▶ [STATED GOAL 1]
Please translate this sentence from the Bladex news release into Spanish: "The consolidated financial information in this document has been prepared in accordance with International Financial Reporting Standards ("IFRS") as issued by the International Accounting Standards Board ("IASB")."
▶ [STATED GOAL 2]
According to the Bladex news release, who originally established the bank?

▶ [SELECTED EXCERPT]
◇ ◇ ◇
2018-04-20 07:00 ET - News Release

PANAMA CITY, April 20, 2018 /PRNewswire/ -- Banco Latinoamericano de Comercio Exterior, S.A. (NYSE: BLX, "Bladex", or "the Bank"), a Panama-based multinational bank originally established by the central banks of 23 Latin-American and Caribbean countries to promote foreign trade and economic integration in the Region, today announced its results for the first quarter ("1Q18") ended March 31, 2018. 

Bladex

The consolidated financial information in this document has been prepared in accordance with International Financial Reporting Standards ("IFRS") as issued by the International Accounting Standards Board ("IASB").

(US$ million, except percentages and per share amounts)

1Q18

4Q17

1Q17

Key Income Statement Highlights




Total income

$30.7

$34.5

$38.3

Impairment loss from ECL on loans, loan commitments and financial guarantees contracts

$2.0

$0.9

$4.1

Operating expenses (1)
◇ ◇ ◇
▶ [DATA LINES]
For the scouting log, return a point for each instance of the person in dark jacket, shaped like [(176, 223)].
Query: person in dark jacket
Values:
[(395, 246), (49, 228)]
◇ ◇ ◇
▶ [FINISHED ANSWER 1]
La información financiera consolidada de este documento se ha preparado de conformidad con las Normas Internacionales de Información Financiera ("NIIF") emitidas por el Consejo de Normas Internacionales de Contabilidad ("IASB").

▶ [FINISHED ANSWER 2]
The central banks of 23 Latin-American and Caribbean countries.